### WHAT IS EXPECTED
Give every line below again, exactly.

━━━━━ ENTRIES PROVIDED ━━━━━

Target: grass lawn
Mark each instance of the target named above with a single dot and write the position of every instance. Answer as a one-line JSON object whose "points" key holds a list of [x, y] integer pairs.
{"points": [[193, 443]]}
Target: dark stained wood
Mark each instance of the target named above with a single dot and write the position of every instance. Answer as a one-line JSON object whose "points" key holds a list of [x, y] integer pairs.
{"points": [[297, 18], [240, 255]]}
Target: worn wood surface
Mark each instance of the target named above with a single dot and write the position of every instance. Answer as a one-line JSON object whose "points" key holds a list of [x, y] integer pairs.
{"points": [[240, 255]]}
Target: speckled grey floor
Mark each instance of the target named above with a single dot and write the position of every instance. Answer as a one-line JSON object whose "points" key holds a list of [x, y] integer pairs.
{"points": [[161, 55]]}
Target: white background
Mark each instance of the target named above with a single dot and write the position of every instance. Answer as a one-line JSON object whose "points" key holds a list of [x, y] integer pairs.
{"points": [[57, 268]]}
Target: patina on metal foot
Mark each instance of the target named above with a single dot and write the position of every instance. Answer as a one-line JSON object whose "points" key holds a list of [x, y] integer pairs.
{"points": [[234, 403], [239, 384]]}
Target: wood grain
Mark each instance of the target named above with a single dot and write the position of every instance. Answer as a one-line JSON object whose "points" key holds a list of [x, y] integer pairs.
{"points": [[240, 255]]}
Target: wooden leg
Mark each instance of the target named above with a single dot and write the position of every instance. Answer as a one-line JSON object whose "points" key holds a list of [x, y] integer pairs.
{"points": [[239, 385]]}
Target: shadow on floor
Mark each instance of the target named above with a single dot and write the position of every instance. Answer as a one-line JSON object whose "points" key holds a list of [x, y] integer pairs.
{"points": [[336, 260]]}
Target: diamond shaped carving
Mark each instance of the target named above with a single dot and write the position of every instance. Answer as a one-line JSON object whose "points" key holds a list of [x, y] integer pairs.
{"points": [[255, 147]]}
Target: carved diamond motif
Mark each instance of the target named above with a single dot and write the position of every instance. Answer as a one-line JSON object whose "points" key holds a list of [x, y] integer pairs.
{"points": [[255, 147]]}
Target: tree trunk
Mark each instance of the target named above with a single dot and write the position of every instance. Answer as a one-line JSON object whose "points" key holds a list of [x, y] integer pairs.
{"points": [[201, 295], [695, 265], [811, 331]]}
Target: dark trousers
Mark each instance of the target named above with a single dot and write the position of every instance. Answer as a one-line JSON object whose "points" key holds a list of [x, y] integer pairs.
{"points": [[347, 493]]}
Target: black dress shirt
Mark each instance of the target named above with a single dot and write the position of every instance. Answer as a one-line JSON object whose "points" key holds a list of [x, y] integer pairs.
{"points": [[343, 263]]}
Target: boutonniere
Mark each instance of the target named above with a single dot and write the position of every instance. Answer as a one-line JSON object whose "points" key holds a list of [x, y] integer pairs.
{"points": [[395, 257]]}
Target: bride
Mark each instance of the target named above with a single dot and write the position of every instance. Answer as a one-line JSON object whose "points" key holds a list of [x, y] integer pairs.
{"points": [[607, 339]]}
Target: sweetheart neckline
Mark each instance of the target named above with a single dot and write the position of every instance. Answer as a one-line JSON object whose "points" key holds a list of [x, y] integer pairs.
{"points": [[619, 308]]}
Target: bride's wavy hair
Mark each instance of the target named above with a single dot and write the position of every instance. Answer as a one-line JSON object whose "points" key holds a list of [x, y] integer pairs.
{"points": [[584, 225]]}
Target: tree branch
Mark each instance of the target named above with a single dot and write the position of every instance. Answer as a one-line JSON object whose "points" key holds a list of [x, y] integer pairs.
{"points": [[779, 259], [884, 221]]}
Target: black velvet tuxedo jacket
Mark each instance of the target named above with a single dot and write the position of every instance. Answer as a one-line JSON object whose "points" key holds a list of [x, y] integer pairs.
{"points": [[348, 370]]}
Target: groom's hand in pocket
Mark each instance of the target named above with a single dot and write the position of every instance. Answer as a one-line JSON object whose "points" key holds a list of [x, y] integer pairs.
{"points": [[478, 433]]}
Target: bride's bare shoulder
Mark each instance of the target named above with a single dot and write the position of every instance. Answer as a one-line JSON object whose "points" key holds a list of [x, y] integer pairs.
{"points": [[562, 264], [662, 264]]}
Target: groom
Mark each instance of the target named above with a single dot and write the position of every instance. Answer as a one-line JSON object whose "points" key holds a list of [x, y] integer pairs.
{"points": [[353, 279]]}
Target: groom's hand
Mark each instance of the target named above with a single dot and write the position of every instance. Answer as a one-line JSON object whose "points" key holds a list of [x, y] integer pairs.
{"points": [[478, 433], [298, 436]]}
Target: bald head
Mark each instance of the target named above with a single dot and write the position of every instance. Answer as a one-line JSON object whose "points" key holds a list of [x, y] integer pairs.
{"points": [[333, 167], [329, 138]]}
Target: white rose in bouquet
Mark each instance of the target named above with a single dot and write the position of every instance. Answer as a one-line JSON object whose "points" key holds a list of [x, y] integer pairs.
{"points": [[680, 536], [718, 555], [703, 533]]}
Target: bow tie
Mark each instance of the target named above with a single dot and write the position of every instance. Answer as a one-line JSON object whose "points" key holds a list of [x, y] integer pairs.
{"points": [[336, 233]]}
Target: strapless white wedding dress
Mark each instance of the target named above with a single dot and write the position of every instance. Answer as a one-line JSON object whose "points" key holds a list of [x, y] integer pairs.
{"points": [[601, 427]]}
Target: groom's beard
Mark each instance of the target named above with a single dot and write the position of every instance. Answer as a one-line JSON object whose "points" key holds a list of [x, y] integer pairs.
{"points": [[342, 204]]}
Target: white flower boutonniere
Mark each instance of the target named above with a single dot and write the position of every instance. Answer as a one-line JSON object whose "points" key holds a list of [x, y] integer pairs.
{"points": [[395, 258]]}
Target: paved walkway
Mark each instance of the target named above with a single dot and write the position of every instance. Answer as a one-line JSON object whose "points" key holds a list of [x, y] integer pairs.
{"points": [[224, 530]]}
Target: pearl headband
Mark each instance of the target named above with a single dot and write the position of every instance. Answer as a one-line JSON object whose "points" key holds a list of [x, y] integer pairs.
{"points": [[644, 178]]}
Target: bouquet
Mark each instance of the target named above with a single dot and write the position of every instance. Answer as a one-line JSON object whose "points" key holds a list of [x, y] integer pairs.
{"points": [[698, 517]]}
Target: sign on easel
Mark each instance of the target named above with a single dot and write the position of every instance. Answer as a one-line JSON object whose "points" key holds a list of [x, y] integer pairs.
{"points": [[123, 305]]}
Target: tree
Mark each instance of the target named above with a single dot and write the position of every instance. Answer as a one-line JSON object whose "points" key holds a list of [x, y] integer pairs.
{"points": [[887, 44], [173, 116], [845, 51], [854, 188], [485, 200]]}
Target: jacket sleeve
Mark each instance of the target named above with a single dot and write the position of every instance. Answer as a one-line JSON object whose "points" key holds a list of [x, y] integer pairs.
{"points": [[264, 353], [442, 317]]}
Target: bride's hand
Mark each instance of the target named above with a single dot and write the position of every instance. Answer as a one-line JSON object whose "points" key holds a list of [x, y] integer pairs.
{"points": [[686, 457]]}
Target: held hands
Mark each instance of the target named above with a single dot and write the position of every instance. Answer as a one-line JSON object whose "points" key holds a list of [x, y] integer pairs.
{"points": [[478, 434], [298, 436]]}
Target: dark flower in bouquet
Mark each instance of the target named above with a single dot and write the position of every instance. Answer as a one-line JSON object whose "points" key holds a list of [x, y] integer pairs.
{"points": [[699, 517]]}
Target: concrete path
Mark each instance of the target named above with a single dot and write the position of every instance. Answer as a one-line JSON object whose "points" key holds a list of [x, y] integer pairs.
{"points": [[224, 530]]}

━━━━━

### SOLUTION BELOW
Target: grass lawn
Mark each instance of the target named above with a single dot and write the position of every instance. Answer as a one-line JSON object whose "points" key holds a list of [x, y] integer pairs.
{"points": [[193, 443]]}
Target: dark stained wood
Mark each instance of the target named above with a single dot and write the position of every instance. Answer as a one-line JSON object whose "points" key holds a list of [x, y] integer pairs.
{"points": [[297, 18], [240, 255]]}
Target: worn wood surface
Mark each instance of the target named above with a single dot and write the position of every instance. Answer as a one-line JSON object whose "points" key holds a list of [x, y] integer pairs.
{"points": [[240, 255]]}
Target: speckled grey floor
Mark each instance of the target named above with a single dot and write the position of every instance. Answer as a one-line JSON object whose "points" key holds a list of [x, y] integer pairs.
{"points": [[161, 55]]}
Target: white background
Mark each instance of the target named above with a single dot and write the position of every instance. Answer as a one-line JSON object whose "points" key holds a list of [x, y] integer pairs.
{"points": [[57, 268]]}
Target: patina on metal foot
Mark each instance of the target named above with a single dot and write the position of every instance. Answer as a one-line JSON object whose "points" key holds a list of [x, y] integer pairs.
{"points": [[234, 403], [239, 384]]}
Target: wood grain
Mark each instance of the target named above with a single dot and write the position of every instance. Answer as a one-line JSON object whose "points" key holds a list of [x, y] integer pairs.
{"points": [[240, 255]]}
Target: wooden leg
Mark each instance of the target named above with a single dot and write the position of every instance. Answer as a one-line JSON object whose "points" key holds a list of [x, y] integer pairs.
{"points": [[239, 385]]}
Target: shadow on floor
Mark each instance of the target named above with a single dot and write the position of every instance. Answer as a one-line JSON object whose "points" key holds a list of [x, y] integer pairs.
{"points": [[336, 260]]}
Target: diamond shaped carving
Mark each instance of the target named above with a single dot and write the position of every instance. Answer as a one-line JSON object whose "points" key holds a list of [x, y] integer pairs.
{"points": [[255, 147]]}
Target: carved diamond motif
Mark each instance of the target named above with a single dot and write the position of every instance. Answer as a one-line JSON object whose "points" key holds a list of [x, y] integer pairs.
{"points": [[255, 147]]}
Target: tree trunk
Mark each instance of the target named above with a single dot and write the position of every instance. Answer as a one-line JSON object whose "points" key holds a list of [x, y] integer pairs.
{"points": [[201, 295], [695, 265], [811, 331]]}
Target: dark trousers
Mark each instance of the target named above with a single dot and write the position of every instance. Answer as a one-line JSON object whose "points" key holds a list of [x, y] integer pairs.
{"points": [[347, 493]]}
Target: black dress shirt
Mark each instance of the target named above with a single dot and write the position of every instance. Answer as a one-line JSON object whose "points" key holds a list of [x, y] integer pairs.
{"points": [[343, 263]]}
Target: boutonniere
Mark each instance of the target named above with a single dot and write the position of every instance. Answer as a one-line JSON object whose "points" key holds a list of [x, y] integer pairs.
{"points": [[395, 257]]}
Target: bride
Mark each instance of the target named above with a single dot and write the position of every instance. Answer as a one-line JSON object whose "points" key holds a list of [x, y] integer pairs.
{"points": [[607, 339]]}
Target: sweetheart neckline
Mark each instance of the target named above with a single dot and write the position of every instance. Answer as a one-line JSON object whose "points" key holds a list of [x, y] integer pairs.
{"points": [[619, 308]]}
Target: bride's wavy hair
Mark each instance of the target named above with a single dot and write the position of every instance. Answer as a one-line JSON object whose "points" key holds a list of [x, y] integer pairs.
{"points": [[584, 225]]}
Target: tree branch
Mark each instance of the target named above with a single dot and write the position of every instance. Answer as a one-line JSON object whose "points" key holds a list of [x, y] integer pairs.
{"points": [[779, 259], [884, 221]]}
Target: black velvet tuxedo jacket
Mark each instance of the target named above with a single dot and write the position of every instance. Answer as a one-line JSON object whose "points" key holds a list of [x, y] integer pairs.
{"points": [[348, 370]]}
Target: groom's hand in pocket
Mark each instance of the target named above with a single dot and write the position of every instance. Answer as a one-line JSON object whose "points" key holds a list of [x, y] integer pairs.
{"points": [[478, 433]]}
Target: bride's bare shoulder
Mark each instance of the target named above with a single dot and write the position of every instance. Answer as a one-line JSON object whose "points" key holds a list of [x, y] integer pairs.
{"points": [[562, 264], [662, 264]]}
Target: groom
Mark each instance of the target named above with a single dot and write the position of every instance. Answer as a one-line JSON object whose "points" key holds a list of [x, y] integer pairs.
{"points": [[353, 279]]}
Target: groom's hand
Mark each instance of the target named above with a single dot and write the position of every instance. Answer as a one-line JSON object whose "points" key holds a list of [x, y] integer pairs.
{"points": [[478, 433], [298, 436]]}
Target: bald head
Mark each instance of the target named above with a single dot and write the position of every instance. Answer as a one-line JSON object whose "points" key holds a list of [x, y] integer pairs.
{"points": [[333, 167], [329, 138]]}
Target: white rose in bouquet
Mark each instance of the target named above with a single dot and write the position of every instance. Answer as a one-line JSON object whose "points" key holds a list of [x, y] integer pairs.
{"points": [[680, 536], [718, 555], [703, 533]]}
Target: bow tie
Mark each instance of the target named above with a single dot and write the position of every instance. Answer as a one-line JSON object whose "points" key holds a list of [x, y] integer pairs.
{"points": [[336, 233]]}
Target: strapless white wedding dress
Mark each instance of the target named above with a single dot and write the position of every instance. Answer as a one-line JSON object whose "points" key holds a list of [x, y] integer pairs.
{"points": [[601, 427]]}
Target: groom's beard
Mark each instance of the target named above with a single dot and write the position of every instance. Answer as a one-line JSON object whose "points" key holds a list of [x, y] integer pairs.
{"points": [[342, 204]]}
Target: white flower boutonniere
Mark each instance of the target named above with a single dot and write the position of every instance. Answer as a one-line JSON object whose "points" key holds a list of [x, y] integer pairs.
{"points": [[395, 258]]}
Target: paved walkway
Mark each instance of the target named above with a single dot and write the position of every instance. Answer as a one-line JSON object whose "points" key holds a list of [x, y] integer pairs.
{"points": [[224, 530]]}
Target: pearl headband
Mark each instance of the target named above with a single dot and write the position of every instance. Answer as a one-line JSON object whose "points" key holds a list of [x, y] integer pairs.
{"points": [[644, 178]]}
Target: bouquet
Mark each instance of the target named above with a single dot and write the position of every instance. Answer as a one-line JSON object whose "points" key holds a list of [x, y] integer pairs.
{"points": [[698, 517]]}
Target: sign on easel
Mark each instance of the target named above with a single dot and write the position of every instance. Answer as a one-line JSON object whose "points" key holds a list of [x, y] integer pairs.
{"points": [[123, 305]]}
Target: tree
Mark each instance of the target named above with a single dot and write the position of every instance. Answer as a one-line JSON object whose "points" key holds a list of [x, y] integer pairs.
{"points": [[887, 44], [173, 116], [845, 51], [854, 188], [485, 200]]}
Target: jacket sleeve
Mark each instance of the target named above with a single dot and write the position of every instance. Answer as a one-line JSON object whose "points" key holds a list of [x, y] integer pairs.
{"points": [[264, 353], [442, 317]]}
Target: bride's hand
Mark each instance of the target named above with a single dot and write the position of every instance. Answer as a one-line JSON object whose "points" key holds a list of [x, y] integer pairs.
{"points": [[686, 457]]}
Target: held hands
Mark each instance of the target named above with a single dot and write the position of every instance. Answer as a one-line JSON object whose "points" key holds a list of [x, y] integer pairs.
{"points": [[478, 434], [298, 436]]}
Target: dark flower in bouquet
Mark each instance of the target named above with a single dot and write the position of every instance. Answer as a one-line JSON object whose "points" key holds a list of [x, y] integer pairs.
{"points": [[699, 517]]}
Target: concrete path
Mark each instance of the target named above with a single dot and write the position of every instance. Answer as a one-line JSON object whose "points" key holds a list of [x, y] integer pairs.
{"points": [[224, 530]]}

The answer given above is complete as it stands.